* Begin Text extract *

Zelensky, who has longed called for a tougher international position against Moscow, applauded the UN move as “an important step,” describing it on Twitter as “another punishment for RF’s (Russia’s) aggression” against Ukraine.

Of the 193 members of the General Assembly, 93 voted in favor of suspension as proposed by the United States, while 24 voted against. Fifty-eight abstained and the remainder did not participate, suggesting a weakening international unity against Russia at the United Nations.

Suspension required support from two-thirds of the member countries casting votes for or against; the abstentions and absences did not count.

Russia swiftly rejected the suspension, with its foreign ministry blasting the move as “illegal and politically motivated, aimed at ostentatiously punishing a sovereign UN member state that pursues an independent domestic and foreign policy.”

Biden’s top diplomat said Moscow got what it deserved.

“A country that is perpetrating gross and systematic violations of human rights should not sit on a body whose job it is to protect those rights,” Secretary of State Antony Blinken said in Brussels.

Countries voting against included China, a Moscow ally that has steadfastly abstained from criticizing the invasion. Others were Iran, the former Soviet republic of Kazakhstan and communist Cuba, as well as Russia itself, Belarus and Syria.

Despite pressure from Moscow for a no vote, several African countries only abstained, such as South Africa and Senegal. Also abstaining were Brazil, Mexico and India.

 ‘Held accountable’ 

The UN Human Rights Council was founded in 2006 and is composed of 47 member states chosen by the General Assembly.

Washington argues that suspending Russia from the Geneva-based organization that is the UN’s main human rights monitor is more than symbolic, and in fact intensifies Russia’s isolation after the assault on Ukraine that began February 24.

Zelensky has also called for Russia to be expelled from the UN Security Council “so it cannot block decisions about its own aggression, its own war.”

Washington has admitted there is little anyone can do about Russia’s position on the Security Council, where it holds veto power.

The world has been outraged by images of civilians apparently executed and left in the streets or buried in mass graves in areas formerly controlled by Russian troops. The carnage has led to new rounds of sanctions against Moscow.

Journalists including from AFP last weekend found corpses in civilian clothes, some with their hands bound, in the town of Bucha outside the capital Kyiv.

The Kremlin has denied Russian forces killed civilians, and alleged that the images of dead bodies in Bucha were “fakes.”

* End Text extract *
* Begin Recorded information *

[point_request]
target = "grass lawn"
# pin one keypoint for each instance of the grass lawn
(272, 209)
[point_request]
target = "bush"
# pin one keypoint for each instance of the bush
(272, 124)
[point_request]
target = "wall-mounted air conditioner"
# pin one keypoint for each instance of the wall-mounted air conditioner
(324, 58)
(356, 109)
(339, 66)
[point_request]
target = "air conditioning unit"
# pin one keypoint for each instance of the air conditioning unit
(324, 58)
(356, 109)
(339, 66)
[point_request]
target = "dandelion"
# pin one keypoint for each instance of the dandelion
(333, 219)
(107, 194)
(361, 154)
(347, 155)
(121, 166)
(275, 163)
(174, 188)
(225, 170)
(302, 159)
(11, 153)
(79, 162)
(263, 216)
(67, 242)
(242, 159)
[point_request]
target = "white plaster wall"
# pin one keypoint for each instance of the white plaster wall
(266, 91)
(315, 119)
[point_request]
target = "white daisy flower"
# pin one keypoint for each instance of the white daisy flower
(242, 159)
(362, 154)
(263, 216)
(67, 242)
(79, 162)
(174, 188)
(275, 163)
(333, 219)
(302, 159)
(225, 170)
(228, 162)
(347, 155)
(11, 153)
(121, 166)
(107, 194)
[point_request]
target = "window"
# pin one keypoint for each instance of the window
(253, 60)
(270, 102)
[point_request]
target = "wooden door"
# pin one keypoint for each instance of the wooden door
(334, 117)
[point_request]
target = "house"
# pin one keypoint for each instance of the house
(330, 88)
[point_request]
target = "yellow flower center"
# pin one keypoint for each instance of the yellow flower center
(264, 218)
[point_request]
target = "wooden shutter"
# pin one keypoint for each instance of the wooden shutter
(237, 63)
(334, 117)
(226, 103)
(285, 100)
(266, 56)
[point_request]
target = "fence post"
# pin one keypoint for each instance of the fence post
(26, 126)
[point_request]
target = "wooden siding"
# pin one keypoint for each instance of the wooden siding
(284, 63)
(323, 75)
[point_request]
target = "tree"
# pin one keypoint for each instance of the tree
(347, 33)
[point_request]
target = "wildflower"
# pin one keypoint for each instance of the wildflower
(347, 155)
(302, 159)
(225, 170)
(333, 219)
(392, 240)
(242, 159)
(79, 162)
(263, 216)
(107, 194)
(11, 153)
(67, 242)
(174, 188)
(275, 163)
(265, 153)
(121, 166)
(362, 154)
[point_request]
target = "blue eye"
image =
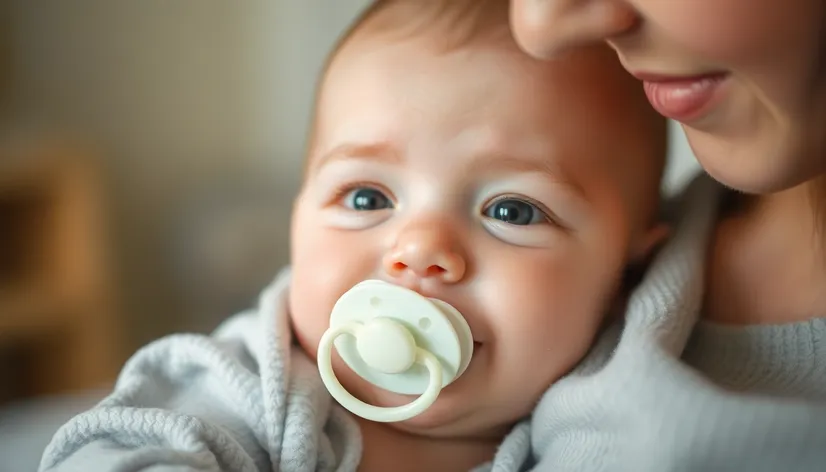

* End Recorded information *

◆ **Brief**:
Please repeat, word for word, the passage of the article on Russia's suspension from the UN Human Rights Council that begins at the words "The world has" and stops after the words "the capital Kyiv.".

◆ **Exercise solution**:
The world has been outraged by images of civilians apparently executed and left in the streets or buried in mass graves in areas formerly controlled by Russian troops. The carnage has led to new rounds of sanctions against Moscow.

Journalists including from AFP last weekend found corpses in civilian clothes, some with their hands bound, in the town of Bucha outside the capital Kyiv.